Data shown Start Marker

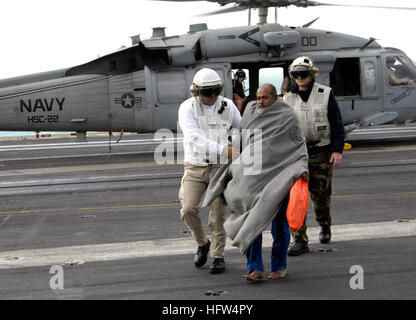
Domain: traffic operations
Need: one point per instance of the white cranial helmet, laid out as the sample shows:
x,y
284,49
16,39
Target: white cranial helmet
x,y
207,78
303,64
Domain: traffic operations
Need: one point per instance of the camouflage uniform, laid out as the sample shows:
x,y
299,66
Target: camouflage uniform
x,y
320,188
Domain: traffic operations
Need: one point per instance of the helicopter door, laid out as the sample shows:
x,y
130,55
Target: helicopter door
x,y
123,102
354,83
169,89
399,84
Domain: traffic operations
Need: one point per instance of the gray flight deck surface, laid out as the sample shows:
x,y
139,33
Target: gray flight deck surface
x,y
111,221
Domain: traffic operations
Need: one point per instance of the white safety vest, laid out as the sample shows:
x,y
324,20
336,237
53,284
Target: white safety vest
x,y
313,114
214,126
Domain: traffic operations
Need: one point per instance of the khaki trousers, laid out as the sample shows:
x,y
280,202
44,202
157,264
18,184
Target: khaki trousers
x,y
193,186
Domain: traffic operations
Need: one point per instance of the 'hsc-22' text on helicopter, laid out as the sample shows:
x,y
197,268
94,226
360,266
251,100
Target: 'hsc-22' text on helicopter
x,y
140,88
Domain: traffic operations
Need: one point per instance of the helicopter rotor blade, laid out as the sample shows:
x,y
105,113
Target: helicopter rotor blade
x,y
224,10
359,6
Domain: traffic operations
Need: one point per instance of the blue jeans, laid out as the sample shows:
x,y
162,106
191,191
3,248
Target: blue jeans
x,y
281,238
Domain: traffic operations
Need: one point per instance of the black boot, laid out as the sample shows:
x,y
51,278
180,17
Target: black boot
x,y
217,266
201,256
325,234
298,248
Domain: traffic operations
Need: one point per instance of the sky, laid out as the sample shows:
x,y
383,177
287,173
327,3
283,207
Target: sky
x,y
44,35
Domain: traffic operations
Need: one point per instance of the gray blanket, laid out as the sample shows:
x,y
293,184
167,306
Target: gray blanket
x,y
253,190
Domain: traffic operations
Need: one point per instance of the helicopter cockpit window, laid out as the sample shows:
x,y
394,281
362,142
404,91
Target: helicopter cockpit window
x,y
345,77
274,75
401,71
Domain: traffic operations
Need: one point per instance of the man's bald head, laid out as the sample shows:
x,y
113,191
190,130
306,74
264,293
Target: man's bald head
x,y
266,95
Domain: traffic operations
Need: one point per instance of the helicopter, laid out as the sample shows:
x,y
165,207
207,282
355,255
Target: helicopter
x,y
140,88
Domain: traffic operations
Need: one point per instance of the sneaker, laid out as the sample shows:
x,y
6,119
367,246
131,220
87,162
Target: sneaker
x,y
201,255
298,248
325,234
217,266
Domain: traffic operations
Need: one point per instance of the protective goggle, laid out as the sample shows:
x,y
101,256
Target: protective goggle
x,y
208,92
301,74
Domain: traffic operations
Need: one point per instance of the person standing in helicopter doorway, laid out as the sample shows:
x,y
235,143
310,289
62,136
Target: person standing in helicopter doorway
x,y
321,121
206,120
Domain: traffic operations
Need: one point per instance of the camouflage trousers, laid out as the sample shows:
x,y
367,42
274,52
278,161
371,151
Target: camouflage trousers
x,y
320,189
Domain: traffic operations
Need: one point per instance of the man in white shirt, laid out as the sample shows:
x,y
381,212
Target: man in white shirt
x,y
206,120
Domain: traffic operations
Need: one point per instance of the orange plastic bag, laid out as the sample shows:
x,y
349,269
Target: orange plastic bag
x,y
298,204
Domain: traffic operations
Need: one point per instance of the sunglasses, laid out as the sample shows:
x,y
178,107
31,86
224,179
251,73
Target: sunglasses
x,y
210,91
301,74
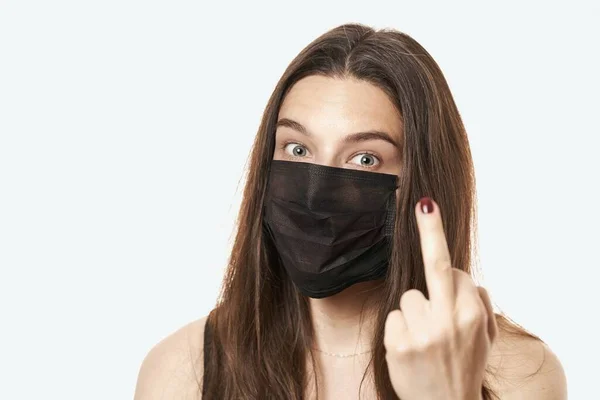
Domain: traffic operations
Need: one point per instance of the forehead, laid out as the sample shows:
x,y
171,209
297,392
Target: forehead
x,y
346,104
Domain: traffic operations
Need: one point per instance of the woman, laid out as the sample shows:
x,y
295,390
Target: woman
x,y
339,284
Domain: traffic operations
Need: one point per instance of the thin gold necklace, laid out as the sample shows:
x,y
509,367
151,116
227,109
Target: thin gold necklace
x,y
342,355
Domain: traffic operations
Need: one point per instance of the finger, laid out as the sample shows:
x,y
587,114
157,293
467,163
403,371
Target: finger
x,y
396,336
492,324
414,308
436,256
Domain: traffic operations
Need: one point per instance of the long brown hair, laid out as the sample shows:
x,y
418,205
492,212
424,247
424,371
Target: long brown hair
x,y
261,327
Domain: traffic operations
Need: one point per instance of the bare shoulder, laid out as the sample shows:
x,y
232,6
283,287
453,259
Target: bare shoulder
x,y
173,368
523,367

Data shown End Marker

Description of the task — Repeat each line above exactly. The pictures stay out.

Exercise response —
Domain: traffic operations
Need: one point per instance of the white cranial helmet, laid out as the sample shows:
x,y
284,49
16,39
Target: white cranial helmet
x,y
207,78
303,64
Domain: traffic operations
Need: one point per instance of the camouflage uniform, laid out as the sample shows:
x,y
299,66
Target: camouflage uniform
x,y
320,188
Domain: traffic operations
Need: one point per instance of the helicopter door, laid out as the sample shows:
x,y
130,55
Target: helicopter door
x,y
123,102
354,83
169,89
399,84
Domain: traffic operations
Need: one point per instance of the gray flight deck surface, laid out as the sample shows:
x,y
139,33
Target: gray flight deck surface
x,y
111,221
Domain: traffic operations
Need: one point per instance of the white safety vest, laid out as the sample shows:
x,y
324,20
336,237
53,284
Target: white safety vest
x,y
313,114
214,126
Domain: traffic operations
Need: one point per instance of the khaki trousers, laid out as the sample shows:
x,y
280,202
44,202
157,264
18,184
Target: khaki trousers
x,y
193,186
Domain: traffic operations
Need: one point per instance of the 'hsc-22' text on helicopter, laid out as the sample shows:
x,y
197,268
94,226
360,266
251,100
Target: 'hsc-22' text on helicopter
x,y
140,88
Domain: traffic operations
Need: one point per instance of the helicopter rotor blade, laid out as the sample shows:
x,y
105,113
Target: helicopter rotor blade
x,y
224,10
359,6
Domain: traffic operations
Need: one point per instance of the blue jeans, laid out as the sample shows:
x,y
162,106
191,191
3,248
Target: blue jeans
x,y
281,238
Domain: traffic operations
Need: one point per instance of the black boot, laid out as the sample shows:
x,y
51,278
180,17
Target: black boot
x,y
217,266
201,256
325,234
298,248
Domain: traffic operations
Need: one point per instance of the sky, laid out as the sample shows:
x,y
383,177
287,173
327,3
283,207
Target: sky
x,y
44,35
Domain: traffic operations
Need: one point per instance of the gray blanket, laid out as the sample shows:
x,y
293,184
167,306
Target: gray blanket
x,y
253,190
Domain: traffic operations
Need: one point per instance of the helicopter cockpit window, laid out as the sample shows:
x,y
394,281
362,142
404,91
Target: helicopter cockpit window
x,y
345,77
274,75
401,71
Domain: traffic operations
Need: one point per instance of the man's bald head, laid out as the sample shows:
x,y
113,191
190,130
306,74
264,293
Target: man's bald head
x,y
266,95
Domain: traffic operations
Need: one point per instance of the helicopter, laid out as the sample shows:
x,y
165,207
207,282
355,255
Target: helicopter
x,y
140,88
Domain: traffic operations
Need: one point per instance of the sneaker, laid out as the sample shows:
x,y
6,119
367,246
131,220
87,162
Target: sneaker
x,y
201,255
298,248
325,234
217,266
Domain: traffic operations
Need: one point per instance of the protective goggle, laid out as the sample shows:
x,y
101,256
Target: protective goggle
x,y
208,92
301,74
Domain: traffic operations
Need: one point per instance of the person standing in helicopter doorway, laid out as the sample shows:
x,y
235,143
310,289
62,136
Target: person standing in helicopter doorway
x,y
321,121
206,120
Domain: traffic operations
Need: one point per instance of the camouflage trousers, laid out as the sample shows:
x,y
367,42
274,52
278,161
371,151
Target: camouflage trousers
x,y
320,189
Domain: traffic operations
Need: one point per instance of the man in white shirt, laid out as the sample shows:
x,y
381,212
Target: man in white shirt
x,y
206,120
Domain: traffic operations
Need: one point per instance of the orange plastic bag, laid out as the sample shows:
x,y
349,269
Target: orange plastic bag
x,y
298,204
Domain: traffic operations
Need: one point per instance of the sunglasses, laid out as the sample shows:
x,y
178,107
31,86
224,179
251,73
Target: sunglasses
x,y
210,91
301,74
Domain: traffic operations
Need: one point per instance of the forehead, laid out as the sample shows:
x,y
171,209
297,392
Target: forehead
x,y
346,104
Domain: traffic operations
Need: one point per instance of the woman, laid out as the sample shows:
x,y
295,390
Target: woman
x,y
339,284
Domain: traffic operations
Need: one point per instance of the thin gold necklace, laid out as the sample shows:
x,y
509,367
151,116
227,109
Target: thin gold necklace
x,y
342,355
Domain: traffic operations
Need: one point per instance of the finger, laid out as the sample shows:
x,y
587,114
157,293
467,163
403,371
Target: finger
x,y
396,336
492,324
414,308
436,256
Domain: traffic operations
Need: one point per instance of the long brown hair, laid out as the sample shows:
x,y
418,205
492,212
424,247
424,371
Target: long brown hair
x,y
261,327
Domain: traffic operations
Need: one point per instance of the bare shoulder, laid out as the sample shows:
x,y
232,6
283,287
453,259
Target: bare shoulder
x,y
173,368
523,367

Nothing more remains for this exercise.